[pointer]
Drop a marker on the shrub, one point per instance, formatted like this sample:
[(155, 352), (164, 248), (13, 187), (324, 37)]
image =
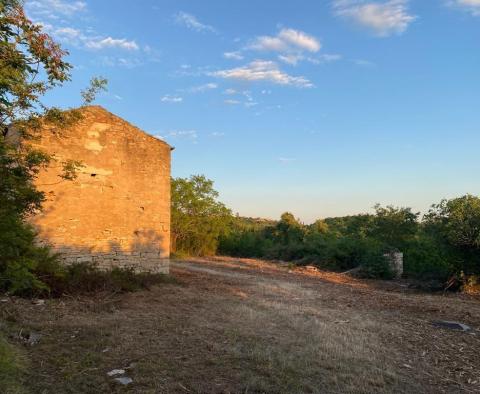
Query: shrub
[(11, 368), (376, 266)]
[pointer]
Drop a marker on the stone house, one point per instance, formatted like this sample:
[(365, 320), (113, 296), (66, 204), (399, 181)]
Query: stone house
[(116, 213)]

....................

- What you need to do: The word "sample" may appear in several lines of the data; copy every line where it does.

- Worked solution:
Drop a marker on the shrub, one point per instance, formatted like this sample:
Drop a marker on the stone house, one point per instance, formatted like this sample:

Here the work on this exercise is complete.